Exercise instructions
Quote all of the entries word for word.

Data in this exercise
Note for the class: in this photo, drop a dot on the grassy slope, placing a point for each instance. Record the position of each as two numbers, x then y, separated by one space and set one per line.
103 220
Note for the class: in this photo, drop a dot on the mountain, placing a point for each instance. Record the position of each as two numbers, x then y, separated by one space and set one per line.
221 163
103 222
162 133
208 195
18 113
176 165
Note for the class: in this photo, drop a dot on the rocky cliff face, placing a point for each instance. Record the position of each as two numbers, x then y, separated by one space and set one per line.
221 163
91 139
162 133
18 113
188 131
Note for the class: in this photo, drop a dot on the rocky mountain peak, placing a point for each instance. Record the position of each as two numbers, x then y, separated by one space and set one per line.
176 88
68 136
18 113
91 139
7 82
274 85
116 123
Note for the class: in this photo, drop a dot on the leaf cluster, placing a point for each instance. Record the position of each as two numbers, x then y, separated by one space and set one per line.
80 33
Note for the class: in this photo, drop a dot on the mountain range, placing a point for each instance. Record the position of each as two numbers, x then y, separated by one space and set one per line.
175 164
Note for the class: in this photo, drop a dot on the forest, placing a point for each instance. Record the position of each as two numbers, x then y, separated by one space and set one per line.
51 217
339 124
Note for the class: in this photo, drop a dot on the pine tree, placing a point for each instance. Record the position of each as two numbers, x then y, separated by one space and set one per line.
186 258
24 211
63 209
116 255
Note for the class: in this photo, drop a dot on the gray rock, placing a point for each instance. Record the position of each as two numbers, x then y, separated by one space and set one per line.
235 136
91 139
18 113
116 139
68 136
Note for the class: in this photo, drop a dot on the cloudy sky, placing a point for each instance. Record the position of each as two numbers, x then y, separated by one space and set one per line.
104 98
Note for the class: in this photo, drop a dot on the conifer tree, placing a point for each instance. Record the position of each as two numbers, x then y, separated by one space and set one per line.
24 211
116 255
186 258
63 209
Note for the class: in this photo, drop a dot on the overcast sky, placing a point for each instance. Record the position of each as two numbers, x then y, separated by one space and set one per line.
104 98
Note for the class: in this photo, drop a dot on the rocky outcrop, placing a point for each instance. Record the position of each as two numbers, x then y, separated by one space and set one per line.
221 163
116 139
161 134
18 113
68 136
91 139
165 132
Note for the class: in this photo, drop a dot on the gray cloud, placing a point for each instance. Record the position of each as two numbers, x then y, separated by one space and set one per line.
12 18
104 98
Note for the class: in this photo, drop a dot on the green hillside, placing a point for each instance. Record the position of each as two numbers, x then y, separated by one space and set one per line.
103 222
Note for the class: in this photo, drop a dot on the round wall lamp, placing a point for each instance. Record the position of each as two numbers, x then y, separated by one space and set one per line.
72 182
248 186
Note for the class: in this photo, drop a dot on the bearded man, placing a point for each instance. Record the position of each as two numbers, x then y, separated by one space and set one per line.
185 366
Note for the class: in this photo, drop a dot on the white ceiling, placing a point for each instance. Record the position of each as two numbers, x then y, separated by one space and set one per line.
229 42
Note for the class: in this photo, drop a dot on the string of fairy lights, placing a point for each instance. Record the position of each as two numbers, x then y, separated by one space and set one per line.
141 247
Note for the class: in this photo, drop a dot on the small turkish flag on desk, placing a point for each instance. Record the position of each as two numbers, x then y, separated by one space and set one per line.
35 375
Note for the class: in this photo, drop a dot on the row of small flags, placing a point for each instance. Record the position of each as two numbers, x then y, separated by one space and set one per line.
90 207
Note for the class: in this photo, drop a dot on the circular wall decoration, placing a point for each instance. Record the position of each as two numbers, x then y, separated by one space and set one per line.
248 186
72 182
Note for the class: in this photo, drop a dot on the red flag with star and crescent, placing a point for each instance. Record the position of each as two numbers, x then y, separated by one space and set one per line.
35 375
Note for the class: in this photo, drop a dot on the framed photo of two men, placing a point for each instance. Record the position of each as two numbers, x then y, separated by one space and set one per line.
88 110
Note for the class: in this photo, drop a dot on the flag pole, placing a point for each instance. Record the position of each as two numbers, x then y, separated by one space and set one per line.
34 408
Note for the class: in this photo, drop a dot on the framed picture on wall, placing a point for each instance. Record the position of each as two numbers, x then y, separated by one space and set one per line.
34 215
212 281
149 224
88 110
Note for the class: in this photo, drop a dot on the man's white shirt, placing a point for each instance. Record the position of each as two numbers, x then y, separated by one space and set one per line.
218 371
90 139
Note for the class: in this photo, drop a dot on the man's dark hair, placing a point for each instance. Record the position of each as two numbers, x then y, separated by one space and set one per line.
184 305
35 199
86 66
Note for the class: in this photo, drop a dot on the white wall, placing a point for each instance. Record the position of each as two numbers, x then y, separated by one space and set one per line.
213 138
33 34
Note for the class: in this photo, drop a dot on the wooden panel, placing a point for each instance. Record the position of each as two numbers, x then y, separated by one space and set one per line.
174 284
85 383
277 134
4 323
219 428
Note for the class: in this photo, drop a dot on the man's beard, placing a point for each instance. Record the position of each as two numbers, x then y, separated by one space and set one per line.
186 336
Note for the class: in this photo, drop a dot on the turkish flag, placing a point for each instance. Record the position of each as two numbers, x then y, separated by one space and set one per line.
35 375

Task solution
Note for the class: in this photo, drop a dot on the grassy slope, placing a point for each instance. Record the position of each as two numbers, x then y, separated by one space and set one per line.
103 220
Note for the class: in this photo, drop a dot on the mountain, placing a point for each instance. Record the position of each as two numbers, x then y, separated by one space and set one per line.
221 163
103 222
162 133
208 195
18 113
176 165
Note for the class: in this photo, drop a dot on the rocky cliff face, placing a point for each instance. Record the position of each as two numbers, x then y, separated by one space and set one per line.
221 163
91 139
162 133
18 113
188 131
Note for the class: in this photo, drop a dot on the rocky mountain peak, placing a point for each instance. Record the position of each as two numbers, x then y, separated by one space and set one per line.
176 88
68 136
18 113
91 139
7 82
274 85
116 123
Note for the class: in this photo, drop a dot on the leaf cluster, placing a point for each instance. Record the position of each as two numbers, x then y, separated by one space and set one per line.
80 33
Note for the class: in this photo, drop a dot on the mountain range, placing a point for each instance. Record the position of each as two numbers, x then y, separated by one space and set one per line.
175 164
Note for the class: in this photo, drop a dot on the forest, placing a point for each instance. Record the position of each as two numbers, x then y, separated by one space and set one per line.
51 217
339 124
Note for the class: in this photo, drop a dot on the pine tree, placing a point for each instance. Record the position of each as two numbers, x then y, separated by one space and set one per line.
186 258
24 211
63 209
116 255
Note for the class: in this photo, drop a dot on the gray rock, placing a point for each instance. Record the position of each as two numbers, x then y, separated by one space and set one per line.
235 136
91 139
18 113
116 139
68 136
Note for the class: in this photo, drop a dot on the cloudy sky, placing a point for each instance. Record the position of each as two numbers, x then y, separated by one space and set one per line.
104 98
Note for the class: in this photo, drop a dot on the conifer tree, placing a point for each instance. Record the position of each as two numbers, x then y, separated by one space and set one per line.
24 211
116 255
186 258
63 209
Note for the class: in this photo, drop a dot on the overcast sky, placing a point for each instance. Record the position of each as two numbers, x then y, separated by one space and set one per line.
104 98
Note for the class: in this photo, drop a dot on the rocky outcrop, placing a point for each instance. Record the position of each as two numbers, x then y, separated by one space and set one per line.
221 163
116 139
161 134
18 113
68 136
91 139
165 132
Note for the class: in this photo, drop a dot on the gray cloud, placing a point for each instance. Record the position of each as two numbers, x then y, separated by one space and set one per line.
12 18
104 98
Note for the class: in this photo, drop a dot on the green hillside, placing a point for each instance. Record the position of each as two numbers, x then y, separated by one space and set one per line.
103 222
Note for the class: in this photo, drop a dot on the round wall lamp, placing a point for each instance. Record the position of each as two numbers, x then y, separated by one space and set one per line.
72 182
248 186
Note for the class: in this photo, drop a dot on the bearded man, placing a point for each instance. Record the position of each as two numbers, x then y, separated by one space and set one per line.
185 366
Note for the class: in this photo, drop a dot on the white ceiling, placing a point for each instance. Record the position of each as two numbers, x then y, separated by one space and set one per line.
229 42
Note for the class: in this photo, drop a dot on the string of fairy lights, placing a point for each instance. Record the position of each as two numbers, x then y, separated by one space and set one per line.
141 247
Note for the class: in this photo, drop a dot on the small turkish flag on desk, placing a point for each instance. Record the position of each as two numbers, x then y, separated by one space and set one per line.
35 375
Note for the class: in this photo, drop a dot on the row of small flags, placing a point for each instance. Record the position of each as two numbers, x then y, separated by one space and set one per line.
90 207
Note for the class: in this photo, drop a dot on the circular wall decoration, placing a point for each instance. Record the position of each as two numbers, x then y, separated by one space and set one per line.
248 186
72 182
Note for the class: in this photo, drop a dot on the red flag with star and crescent, placing a point for each instance. Record the position of each as two numbers, x then y, separated by one space and set one per line.
35 375
Note for the class: in this photo, drop a dot on the framed photo of two men, placing a point for each instance. Record the position of each as two numbers, x then y, separated by one space and set one per line.
88 110
Note for the class: in this photo, drop a dot on the flag pole, placing a point for each instance. Record the position of each as two numbers, x then y, separated by one space and set one per line.
34 408
Note for the class: in this photo, drop a dot on the framed picture on wall, placing a point for each instance. Record the position of each as two numbers, x then y, separated by one space and set one per line.
34 215
212 281
149 224
88 110
Note for the class: in this photo, drop a dot on the man's white shirt, placing a point for each instance. Record the position of each as two numbers, x then y, separated by one space and set one per line.
218 371
90 139
Note for the class: in this photo, drop a dot on the man's dark hair, placing a point for each instance. Record the position of each as two numbers, x then y, separated by one space and set one per line.
184 305
35 199
86 66
Note for the class: in this photo, drop a dot on the white wall, placing a point for each instance. Record the position of each as two numbers, x then y, separated by one space and set one per line.
213 138
33 34
Note for the class: in this photo, drop a dot on the wooden panel, placing a point for each instance. Record the position of each as two numbers, x then y, separated by one space and set one per line.
174 284
85 383
277 134
4 323
219 428
Note for the class: in this photo, drop a dot on the man's beard, placing a point for each instance. Record the position of each as two numbers, x then y, separated by one space and set one per line.
186 336
Note for the class: in this photo, drop a dot on the turkish flag, placing a point for each instance. Record the position of each as two numbers, x then y, separated by one space and set one per line.
35 375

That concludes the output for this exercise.